- Requirement
Can you retype the listing below, starting at the line that contains "Please mark the region of every instance of the concrete" and stopping after the line that contains "[[[150,181],[126,192],[124,201],[137,203],[184,202],[195,181]]]", with nothing else?

- Data provided
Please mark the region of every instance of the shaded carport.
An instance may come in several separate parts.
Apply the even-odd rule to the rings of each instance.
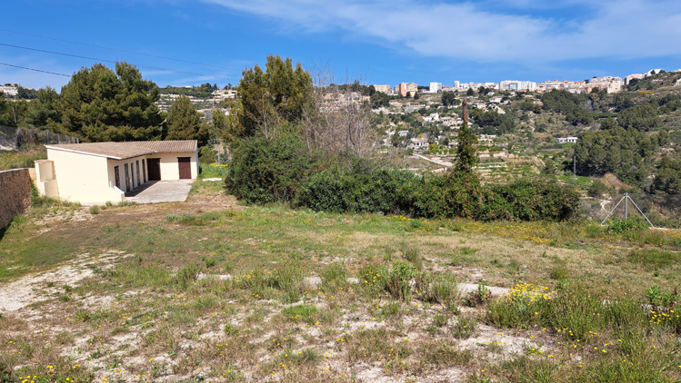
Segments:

==

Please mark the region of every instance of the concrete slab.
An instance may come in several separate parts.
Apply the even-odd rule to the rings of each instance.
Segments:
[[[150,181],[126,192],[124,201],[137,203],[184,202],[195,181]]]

==

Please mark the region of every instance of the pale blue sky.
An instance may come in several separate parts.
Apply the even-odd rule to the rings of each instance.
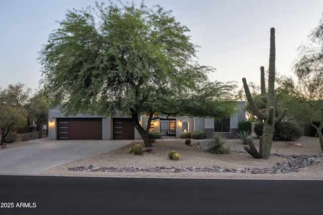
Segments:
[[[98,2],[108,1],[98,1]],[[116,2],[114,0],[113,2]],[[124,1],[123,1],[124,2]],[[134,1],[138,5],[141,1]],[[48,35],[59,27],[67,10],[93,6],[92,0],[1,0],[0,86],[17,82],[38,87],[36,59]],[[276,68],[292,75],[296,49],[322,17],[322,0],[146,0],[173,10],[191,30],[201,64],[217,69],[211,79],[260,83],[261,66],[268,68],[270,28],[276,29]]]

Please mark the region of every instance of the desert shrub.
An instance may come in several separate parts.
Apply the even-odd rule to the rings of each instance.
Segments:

- Written response
Please mark the region of every instance of the concrete slab.
An instance may come in several separate parts.
Apply the even-odd rule to the rings of each instance.
Segments:
[[[150,181],[126,192],[124,201],[137,203],[184,202],[195,181]]]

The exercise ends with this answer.